:: Texte à étudier
Nouveau projet de loi relatif aux allocations familiales : Il faudra encore un effort pour se conformer au droit européen

Le 14 avril 2020, la Caisse pour l’avenir des enfants (CAE) a annoncé avoir procédé à une «première analyse» de l’arrêt de la CJUE du 2 avril 2020 condamnant l’actuelle législation luxembourgeoise relative aux allocations familiales pour discrimination envers les salariés frontaliers. La CAE a ainsi dû «constater qu’une adaptation législative des conditions d’octroi pour l’allocation familiale est inévitable» et que les juges européens ont estimé que le travailleur frontalier doit «contribuer aux charges d’entretien» des enfants pour lesquels il demande l’octroi de prestations familiales.
::::
## Consigne A:
Relevez tous les passages placés entre guillemets dans le texte sur les allocations familiales.
## Consigne B:
Répondez aux questions suivantes d’après le texte sur les allocations familiales.
(i) À quelle date la Caisse pour l’avenir des enfants a-t-elle fait son annonce ?
(ii) Pour quel motif l’arrêt de la CJUE condamne-t-il la législation luxembourgeoise ?
(iii) Selon le titre, à quel droit faudra-t-il encore un effort pour se conformer ?
:: Données présentées
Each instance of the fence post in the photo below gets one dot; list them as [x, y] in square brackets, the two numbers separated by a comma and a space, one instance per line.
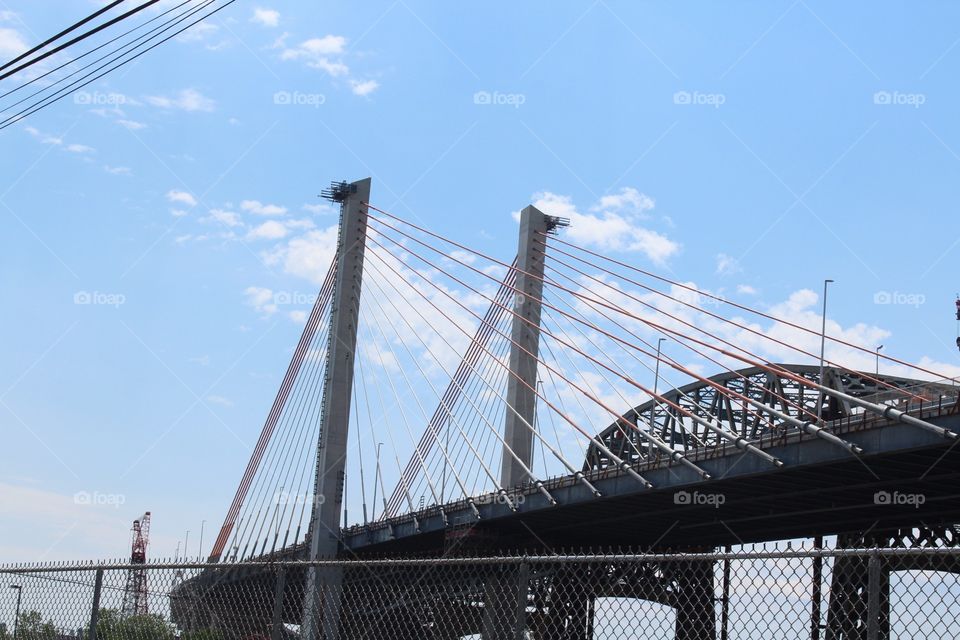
[873, 596]
[95, 608]
[816, 590]
[277, 621]
[522, 585]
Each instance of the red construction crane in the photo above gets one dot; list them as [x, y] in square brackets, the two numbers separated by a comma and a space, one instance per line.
[135, 594]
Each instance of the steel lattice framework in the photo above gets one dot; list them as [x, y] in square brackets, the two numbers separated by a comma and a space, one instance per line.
[782, 394]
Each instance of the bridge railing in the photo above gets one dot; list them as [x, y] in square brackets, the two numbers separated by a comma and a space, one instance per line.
[747, 593]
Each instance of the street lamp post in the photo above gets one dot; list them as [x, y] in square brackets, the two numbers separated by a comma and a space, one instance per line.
[16, 616]
[823, 343]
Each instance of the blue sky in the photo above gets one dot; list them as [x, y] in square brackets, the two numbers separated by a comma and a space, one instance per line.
[775, 144]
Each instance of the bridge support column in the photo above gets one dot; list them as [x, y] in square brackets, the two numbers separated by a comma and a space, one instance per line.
[505, 604]
[321, 606]
[525, 334]
[859, 599]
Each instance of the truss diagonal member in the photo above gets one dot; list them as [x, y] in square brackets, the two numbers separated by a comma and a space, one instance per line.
[800, 424]
[739, 442]
[885, 411]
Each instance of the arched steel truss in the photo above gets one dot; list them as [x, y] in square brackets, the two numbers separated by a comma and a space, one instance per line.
[778, 392]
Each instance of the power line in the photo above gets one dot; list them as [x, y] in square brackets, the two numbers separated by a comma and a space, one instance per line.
[67, 90]
[84, 55]
[82, 36]
[75, 25]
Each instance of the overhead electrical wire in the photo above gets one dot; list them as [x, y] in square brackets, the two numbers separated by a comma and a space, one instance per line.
[54, 38]
[84, 81]
[80, 38]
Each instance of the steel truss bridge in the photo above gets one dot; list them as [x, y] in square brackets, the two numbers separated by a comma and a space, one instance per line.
[756, 453]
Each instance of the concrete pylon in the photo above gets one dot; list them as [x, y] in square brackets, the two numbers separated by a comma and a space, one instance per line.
[321, 606]
[525, 334]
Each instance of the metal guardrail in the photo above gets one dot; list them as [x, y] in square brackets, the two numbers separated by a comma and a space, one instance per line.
[867, 594]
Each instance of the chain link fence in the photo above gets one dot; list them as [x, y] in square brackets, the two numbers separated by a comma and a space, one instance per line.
[863, 594]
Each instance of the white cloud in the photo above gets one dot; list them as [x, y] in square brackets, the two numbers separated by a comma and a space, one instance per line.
[198, 32]
[727, 265]
[628, 199]
[175, 195]
[185, 100]
[226, 218]
[318, 53]
[133, 125]
[269, 230]
[613, 225]
[44, 138]
[363, 88]
[224, 402]
[266, 17]
[260, 209]
[307, 256]
[261, 299]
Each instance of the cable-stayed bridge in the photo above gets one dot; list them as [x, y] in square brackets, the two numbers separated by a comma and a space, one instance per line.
[443, 400]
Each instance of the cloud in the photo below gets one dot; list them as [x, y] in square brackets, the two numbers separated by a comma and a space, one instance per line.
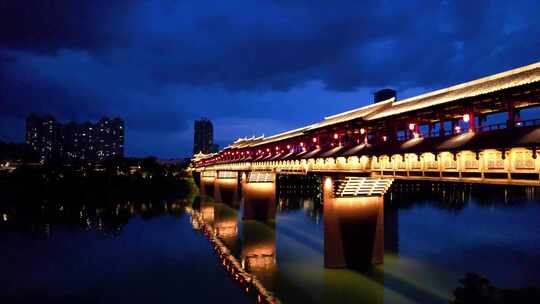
::::
## Corrigé A:
«première analyse»
«constater qu’une adaptation législative des conditions d’octroi pour l’allocation familiale est inévitable»
«contribuer aux charges d’entretien»

## Corrigé B:
(i) Le 14 avril 2020.
(ii) Pour discrimination envers les salariés frontaliers.
(iii) Au droit européen.